▶ [Document passage]
■ ■ ■ ■
Starting in the Los Angeles comedy scene before moving to Colorado, Rogers made it a goal to find more diverse comics after her experiences sharing the stage with more cis white men than women or people of color. 

“If it was a really diverse show back then, it was eight straight white guys, me and maybe a Black comic,” she says.

The irony wasn’t lost on Rogers when she was told that having two women on the same set might seem redundant. Two women with wildly different life experiences and comic tendencies couldn’t possibly be more redundant than eight straight white guys, so she started booking her own shows. 

Diverse line-ups and all-women comedy sets would help Rogers create reference sheets for other comedy bookers, she explains. Setting up shows would in turn help those diverse comics get booked in more shows. 

“I tried to consciously do it, where I’d look at my lineups and say, ‘Oh, this is heavily male,’ or, ‘This is looking pretty white,’ or, ‘I don’t have any gay comics,’ because that’s what pops in my head,” Rogers says. “Because that’s what pops up when I look at other people’s shows. How many different perspectives am I getting? Is this going to be a rerun? So I do consciously make things diverse, because representation does matter.”
■ ■ ■ ■
▶ [Data for analysis]
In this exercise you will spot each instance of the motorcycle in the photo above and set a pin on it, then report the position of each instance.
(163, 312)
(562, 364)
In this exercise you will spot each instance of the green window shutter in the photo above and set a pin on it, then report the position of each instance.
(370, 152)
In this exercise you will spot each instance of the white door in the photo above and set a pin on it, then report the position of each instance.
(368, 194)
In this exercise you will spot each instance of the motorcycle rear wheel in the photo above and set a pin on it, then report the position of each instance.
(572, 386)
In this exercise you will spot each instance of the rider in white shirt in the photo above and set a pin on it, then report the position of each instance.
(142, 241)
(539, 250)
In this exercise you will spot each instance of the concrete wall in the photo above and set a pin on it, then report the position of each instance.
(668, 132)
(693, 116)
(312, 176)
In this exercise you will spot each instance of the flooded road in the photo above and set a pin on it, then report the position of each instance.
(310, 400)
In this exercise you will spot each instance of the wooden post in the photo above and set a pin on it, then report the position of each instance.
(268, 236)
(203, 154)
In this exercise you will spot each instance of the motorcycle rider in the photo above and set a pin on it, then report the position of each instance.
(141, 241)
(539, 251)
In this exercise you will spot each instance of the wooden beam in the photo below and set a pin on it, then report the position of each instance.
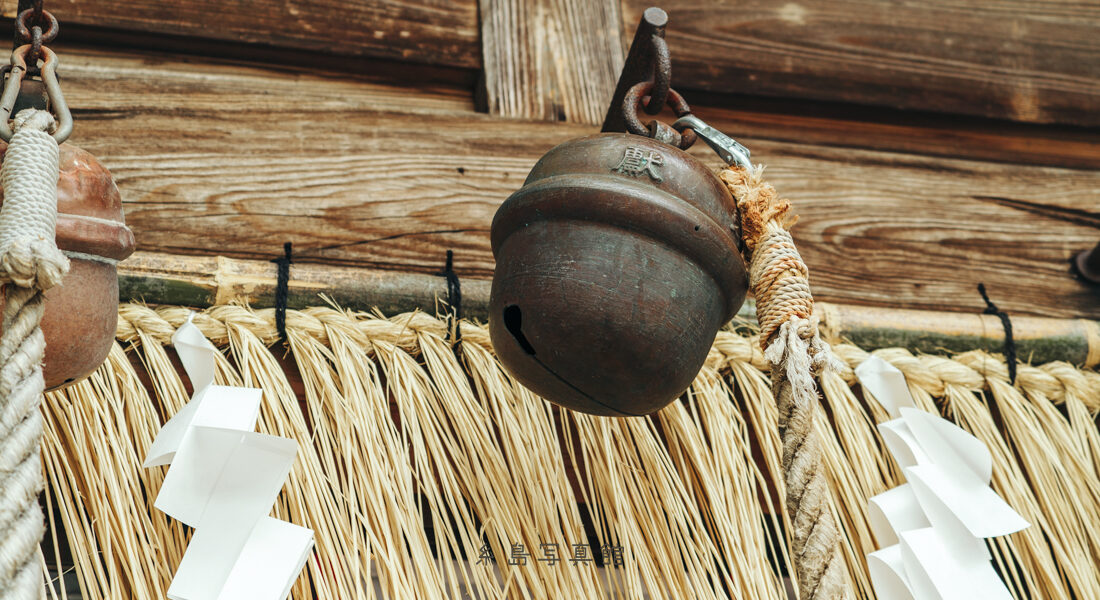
■ ■ ■ ■
▶ [About this task] Update the comedy passage, starting with "The irony wasn’t" and going on through "in more shows.", so that "redundant" becomes "repetitive". The records have no connection to the comedy passage.

▶ [Answer to this task]
The irony wasn’t lost on Rogers when she was told that having two women on the same set might seem repetitive. Two women with wildly different life experiences and comic tendencies couldn’t possibly be more repetitive than eight straight white guys, so she started booking her own shows. 

Diverse line-ups and all-women comedy sets would help Rogers create reference sheets for other comedy bookers, she explains. Setting up shows would in turn help those diverse comics get booked in more shows.